**Extract provided**
☆ ☆ ☆ ☆

Product Management

Evaluation of Product Management Certification and Training Options

Product Management Certification

Should I Get a Product Management Certification?

lackefore you even start reading, I’ll give you the short answer: It depends.

This is a frequently-raised topic among product managers, and there are all sorts of opinions. In this post, I’d like to share a few perspectives that are useful for answering the question, some thoughts and observations about a few of the vendors I’m familiar with, and my personal advice for answering the question for yourself.

As we begin, let’s consider this like a product manager. Let’s start by evaluating the problems people are trying to solve when they consider training and certification as a solution.

Why Consider Certification?

As a practicing or aspiring product manager, there are a few reasons that certification in product management may be worth thinking about.

  • Learning how to do the job. Regardless of what background you bring to Product, or what company or companies you work in, your personal experience will include limited perspectives. You can’t work in organizations that are strong in every area and responsibility of product management, because no such organizations exist. You can strengthen your awareness of what Product should be by learning from experts.
  • Becoming more effective. Let’s say you’ve been a product manager for a few years and you get the scope of the role, but you don’t feel yourself making an impact. You might consider a training course and certification as a way to find out what the best product people do, and how to be good at the job.
  • Competition with others and resume fodder. You may consider certification as a way of competing with others. If you’re going up against someone with similar background for an employment opportunity, the certification may put you ahead of your competition. If nothing else, it can show your dedication to your craft, and hopefully start your new job on the right foot.

☆ ☆ ☆ ☆

**Given data**
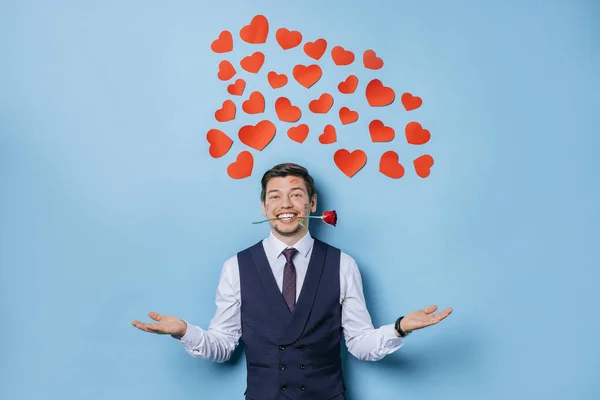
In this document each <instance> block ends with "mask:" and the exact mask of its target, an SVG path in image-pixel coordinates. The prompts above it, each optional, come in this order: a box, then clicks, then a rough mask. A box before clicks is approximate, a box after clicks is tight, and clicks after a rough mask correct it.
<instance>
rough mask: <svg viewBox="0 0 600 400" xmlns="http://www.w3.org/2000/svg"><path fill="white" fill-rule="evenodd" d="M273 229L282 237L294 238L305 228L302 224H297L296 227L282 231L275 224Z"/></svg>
mask: <svg viewBox="0 0 600 400" xmlns="http://www.w3.org/2000/svg"><path fill="white" fill-rule="evenodd" d="M272 227H273V230H274V231H275V232H277V233H278V234H280V235H281V236H294V235H297V234H298V233H299V232H302V229H303V226H302V225H300V224H296V226H295V227H288V228H287V229H280V228H279V227H278V226H277V225H276V224H273V225H272Z"/></svg>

☆ ☆ ☆ ☆

**Tasks for this exercise**
1. How would you render this sentence from the article on product management certification in Spanish: "This is a frequently-raised topic among product managers, and there are all sorts of opinions."
2. Can you carry on the article on product management certification from the point where it ends?
The data above was gathered from a separate source.

**Expected responses**
1. Este es un tema que plantean con frecuencia los gerentes de producto, y hay todo tipo de opiniones.

2.
  • Business and Marketing Fundamentals for technical people. For those who come to Product from the technology side of the organization–development, Support, quality assurance–there’s often strength in the technology side, but not business. These business and marketing fundamentals are often taught as part of an MBA program, but sometimes those coming from the technology side may have either not obtained a graduate degree, or may have obtained a technical one. There is opportunity here t potentially close a gap.
  • Showing competence within your own organization. Some people think having the certification helps to demonstrate their expertise in their craft. Because product management isn’t staffed as much as other teams, there is a higher percentage of the organization to “prove” oneself to than most of the other teams, and because of the significance of influence in the role, being able to show competence is certainly important.

What Benefits does PM Certification Provide?

Now that we’ve thought about the problems people try to hire product certifications for, let’s think about what benefits the training is actually able to provide:

  • Business and Marketing Theory – One of the things I perosnally learned from product management certification was a good grounding in product marketing theory. Porter’s generic strategies, the types of markets, product launch fundamentals, BCG growth share matrix, and other models are taught in one of the programs I attended.  While these are topics I could have researched on my own, chances are I would not have consumed them all at a similar point in time as part of a program of education. Nowhere did I learn modern business concepts like SaaS strategy, by the way — you’ll need to continue learning on your own.
  • Confidence – One of the secondary benefits of knowing “how to do the job” and learning the scope of the role from an academic perspective is confidence. It’s difficult to be confident when you feel like you’re still finding your way. Going through a prescribed program that is intended to teach the art and science of product management can help the learner feel like the appropriate training and education has taken place, which can help with being confident in taking action in needed areas. This is especially important in Product where there aren’t many others in your line of work within your organization, so a number of judgment calls have to be made independently.

That’s the two primary areas I feel like I gained from going through product management certification programs. Interestingly, those two primary benefits are each associated more with a particular certification than another, as I’ll discuss below.

It’s difficult to put a price tag on the value of those two benefits. Confidence is the most correlated with day-to-day; whereas, when it comes to preparing business cases and arguing for investment strategies, the marketing theory does come in handy.

If you’ve experienced other benefits as a learner, please share in the comments below.

How do Product Managers Obtain Training?

Most practicing product managers will agree that on-the-job experience and mentorship are the two best sources of learning.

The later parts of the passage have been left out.